*Document passage*:
%%
To find the gene responsible for Meckel-Gruber and Joubert syndromes, the researchers examined DNA from families with a history of the disorder, from skin cells donated by patients, and from cells grown in the laboratory. They also studied zebrafish, which were used because the embryos are transparent during development.
The work identified a previously unknown gene TMEM216 as a cause of Meckel-Gruber and Joubert syndromes. They also showed that the faulty TMEM216 gene stopped cells from making a protein that is needed for cilia signalling.
Because Meckel-Gruber and Joubert syndromes are recessive genetic disorders, only couples who both have a copy of the disease gene are at risk of conceiving babies with these birth defects. The condition is more common in certain close-knit populations where the gene has been passed down from generation to generation. These include families of Ashkenazi Jewish origin.
%%
*Data section*:
%%
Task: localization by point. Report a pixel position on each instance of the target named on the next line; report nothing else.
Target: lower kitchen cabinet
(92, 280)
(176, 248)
%%
*Goal of the exercise*: Reproduce the full text on the genetics of Meckel-Gruber and Joubert syndromes word for word. The lines above are separate material with no connection to the text on the genetics of Meckel-Gruber and Joubert syndromes.

*Exercise solution*:
To find the gene responsible for Meckel-Gruber and Joubert syndromes, the researchers examined DNA from families with a history of the disorder, from skin cells donated by patients, and from cells grown in the laboratory. They also studied zebrafish, which were used because the embryos are transparent during development.
The work identified a previously unknown gene TMEM216 as a cause of Meckel-Gruber and Joubert syndromes. They also showed that the faulty TMEM216 gene stopped cells from making a protein that is needed for cilia signalling.
Because Meckel-Gruber and Joubert syndromes are recessive genetic disorders, only couples who both have a copy of the disease gene are at risk of conceiving babies with these birth defects. The condition is more common in certain close-knit populations where the gene has been passed down from generation to generation. These include families of Ashkenazi Jewish origin.